The day before Christmas, I was busy getting food ready for the weekend. Eight people were on their way to our house for the holiday, and I wanted to get as much done as I could before they arrived.
We, like the rest of the nation, were in the middle of extremely cold temperatures. Our power had been off during the night, and on Christmas eve morning we were undergoing rolling blackouts. So much for cooking. Fortunately, this only lasted until about noon.
One day this week, I heard someone say, “Make plans, and watch God laugh”. I realized that we experience that again and again. We make plans, and there are power outages, cancelled flights, illness, and even death. It often happens so suddenly, and there we are trying to figure out what we are going to do.
One week before Christmas, the son of a couple in our congregation was diagnosed with pancreatic cancer. On Friday, two days before Christmas, he died. His illness and death changed everything they had planned for their family.
There is nothing wrong with making plans, but we need to remember that God is in control. James warns about this in James 4. “Come now, you who say, ‘Today or tomorrow we will go into such and such a town and spend a year there and trade and make a profit.’ Yet you do not know what tomorrow will bring. What is your life? For you are a mist that appears for a little time and then vanishes. Instead, you ought to say, ‘If the Lord wills, we will live and do this or that.’ As it is, you boast in your arrogance. All such boasting is evil.”

#### [Work request 1]
Reproduce the reflection on Christmas plans from "The day before" up to and including "before they arrived.".
#### [Work request 2]
Answer these questions using the reflection on Christmas plans:
(a) How many people were on their way to the house for the holiday?
(b) Until about what time of day did the rolling blackouts last?
(c) Which chapter of James is quoted?
#### [Work request 3]
Carry on with the reflection on Christmas plans, starting after its final sentence.

#### [Records shown]
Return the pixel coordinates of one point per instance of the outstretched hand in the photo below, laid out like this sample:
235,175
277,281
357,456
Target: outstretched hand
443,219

#### [Task output 1]
The day before Christmas, I was busy getting food ready for the weekend. Eight people were on their way to our house for the holiday, and I wanted to get as much done as I could before they arrived.

#### [Task output 2]
(a) Eight people.
(b) Until about noon.
(c) James 4.

#### [Task output 3]
I seriously doubt that God laughs at us, but I feel certain He wants us to give more thought to the way we live, planning every detail and then being frustrated when our plans don’t materialize. He has warned us that He is in control.
In the sermon of the mount, Jesus talked about our being anxious about worldly things. We are not to be anxious about what we will eat, drink, wear, or how long we will live. We are to, “Seek first the kingdom of God and his righteousness, and all these things will be added to you. Therefore do not be anxious about tomorrow, for tomorrow will be anxious for itself. Sufficient for the day is its own trouble” (Matthew 6:33-34).
How different our lives would be if we lived as though God is in control, making plans with the idea that, if it is God’s will, it will happen.